Top of Supplied records

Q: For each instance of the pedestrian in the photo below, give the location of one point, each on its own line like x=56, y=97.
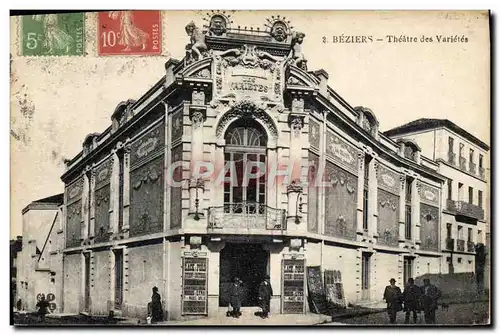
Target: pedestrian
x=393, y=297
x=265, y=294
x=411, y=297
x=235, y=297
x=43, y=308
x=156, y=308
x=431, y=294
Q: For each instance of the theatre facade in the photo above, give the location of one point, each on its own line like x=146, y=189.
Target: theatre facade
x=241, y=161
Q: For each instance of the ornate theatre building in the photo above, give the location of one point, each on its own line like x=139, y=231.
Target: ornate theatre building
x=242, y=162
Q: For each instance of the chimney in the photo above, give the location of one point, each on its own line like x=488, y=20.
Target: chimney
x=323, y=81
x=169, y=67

Bottom of Supplied records
Top of Supplied records

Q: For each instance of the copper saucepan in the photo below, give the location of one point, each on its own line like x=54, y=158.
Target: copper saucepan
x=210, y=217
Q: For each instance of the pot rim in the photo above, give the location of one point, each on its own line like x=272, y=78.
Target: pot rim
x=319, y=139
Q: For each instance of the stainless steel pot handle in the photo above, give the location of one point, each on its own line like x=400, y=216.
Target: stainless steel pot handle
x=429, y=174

Bottom of Supplied records
Top of Supplied records

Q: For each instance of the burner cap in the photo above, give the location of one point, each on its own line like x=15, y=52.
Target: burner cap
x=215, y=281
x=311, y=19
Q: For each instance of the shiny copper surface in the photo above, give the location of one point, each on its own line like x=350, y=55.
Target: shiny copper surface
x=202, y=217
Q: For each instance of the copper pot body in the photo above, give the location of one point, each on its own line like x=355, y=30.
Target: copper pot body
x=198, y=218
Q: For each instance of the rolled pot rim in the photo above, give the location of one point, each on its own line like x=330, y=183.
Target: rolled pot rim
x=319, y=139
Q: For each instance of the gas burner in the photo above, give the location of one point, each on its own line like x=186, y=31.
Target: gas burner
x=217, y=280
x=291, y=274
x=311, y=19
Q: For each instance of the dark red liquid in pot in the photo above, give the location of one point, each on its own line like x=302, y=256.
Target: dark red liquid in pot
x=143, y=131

Bottom of Supplied records

### How to complete this task
Search the entries for the string "above" and return each line where it turns up.

### Your solution
Q: For each instance of the theatre facade in the photo above, give the location of one point, each on its own line like x=146, y=189.
Q: For each instance of the ornate theatre building in the photo above, give the location of one point, each on its own line like x=139, y=231.
Q: For each instance of the chimney in the photo above, give the location of one point, each on its own line like x=488, y=20.
Q: For each instance of the pot rim in the photo above, give the location of one point, each on its own line like x=272, y=78.
Q: For each instance of the stainless steel pot handle in the photo above, give the location of one point, each on its own line like x=400, y=216.
Q: For each instance of the burner cap in the photo above, give the location of one point, each on its own line like x=15, y=52.
Q: For each instance of the shiny copper surface in the photo above, give the location of one point, each on its own line like x=350, y=55.
Q: For each instance of the copper pot body in the photo above, give the location of one point, each on its own line like x=355, y=30.
Q: For each instance of the rolled pot rim in the photo above, give the location of one point, each on its own line like x=330, y=183.
Q: For each instance of the gas burner in the photo above, give the location of one point, each on its own line like x=186, y=31.
Q: For each instance of the dark red liquid in pot in the photo above, give the location of one point, each on its own line like x=302, y=256.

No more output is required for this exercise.